** SHORT TASK **
Please copy every one of the items below word for word, leaving nothing out and changing nothing.

** DATA ENTRIES **
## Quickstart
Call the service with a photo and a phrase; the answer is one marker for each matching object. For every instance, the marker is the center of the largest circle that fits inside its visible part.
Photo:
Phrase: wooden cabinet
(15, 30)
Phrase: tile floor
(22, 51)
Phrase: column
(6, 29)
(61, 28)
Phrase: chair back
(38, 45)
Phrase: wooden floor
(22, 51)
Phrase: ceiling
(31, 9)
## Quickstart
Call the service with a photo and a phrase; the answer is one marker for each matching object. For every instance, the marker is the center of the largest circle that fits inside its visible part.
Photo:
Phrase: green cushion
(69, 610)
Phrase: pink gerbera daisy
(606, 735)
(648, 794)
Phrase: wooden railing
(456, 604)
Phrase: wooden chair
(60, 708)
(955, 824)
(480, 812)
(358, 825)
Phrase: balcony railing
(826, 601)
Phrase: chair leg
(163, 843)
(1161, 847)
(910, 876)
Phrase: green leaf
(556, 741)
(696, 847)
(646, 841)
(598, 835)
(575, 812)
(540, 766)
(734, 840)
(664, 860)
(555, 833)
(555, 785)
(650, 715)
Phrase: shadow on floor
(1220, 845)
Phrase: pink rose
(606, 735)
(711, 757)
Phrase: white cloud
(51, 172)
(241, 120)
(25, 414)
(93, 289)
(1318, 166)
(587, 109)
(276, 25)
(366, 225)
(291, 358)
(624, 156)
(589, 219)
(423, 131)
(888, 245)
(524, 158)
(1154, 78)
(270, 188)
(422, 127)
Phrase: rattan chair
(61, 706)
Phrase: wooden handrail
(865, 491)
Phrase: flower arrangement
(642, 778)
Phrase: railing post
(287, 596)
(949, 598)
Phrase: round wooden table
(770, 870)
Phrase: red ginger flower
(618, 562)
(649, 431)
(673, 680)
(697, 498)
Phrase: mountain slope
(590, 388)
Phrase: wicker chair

** TASK RESPONSE **
## Quickstart
Call the service with a photo and a phrase; the answer is one marker for each matching object. For every instance, the marker is the center of the largest circle that fits inside its visible part.
Photo:
Phrase: wooden cabinet
(15, 30)
Phrase: tile floor
(22, 51)
Phrase: column
(6, 29)
(61, 28)
Phrase: chair back
(38, 45)
Phrase: wooden floor
(22, 51)
Phrase: ceiling
(31, 9)
## Quickstart
Call the service with a photo and a phrase; the answer is one marker for each matching object. For every instance, the marker is the center of the largest circle that fits inside its visible part.
Photo:
Phrase: green cushion
(69, 610)
Phrase: pink gerbera daisy
(606, 735)
(648, 794)
Phrase: wooden railing
(456, 604)
Phrase: wooden chair
(60, 708)
(955, 824)
(480, 812)
(358, 825)
Phrase: balcony railing
(826, 601)
Phrase: chair leg
(163, 843)
(1161, 847)
(910, 876)
Phrase: green leaf
(556, 741)
(696, 847)
(646, 841)
(598, 835)
(575, 812)
(540, 766)
(734, 840)
(664, 860)
(555, 833)
(555, 785)
(650, 715)
Phrase: shadow on floor
(1220, 845)
Phrase: pink rose
(606, 735)
(711, 757)
Phrase: white cloud
(51, 172)
(241, 120)
(25, 414)
(93, 289)
(1318, 166)
(587, 109)
(276, 25)
(366, 225)
(291, 358)
(624, 156)
(589, 219)
(423, 131)
(888, 245)
(524, 158)
(1154, 78)
(270, 188)
(422, 127)
Phrase: rattan chair
(61, 706)
Phrase: wooden handrail
(865, 491)
Phrase: flower arrangement
(642, 778)
Phrase: railing post
(287, 596)
(949, 598)
Phrase: round wooden table
(770, 870)
Phrase: red ginger flower
(618, 562)
(649, 431)
(673, 680)
(697, 498)
Phrase: mountain slope
(590, 388)
Phrase: wicker chair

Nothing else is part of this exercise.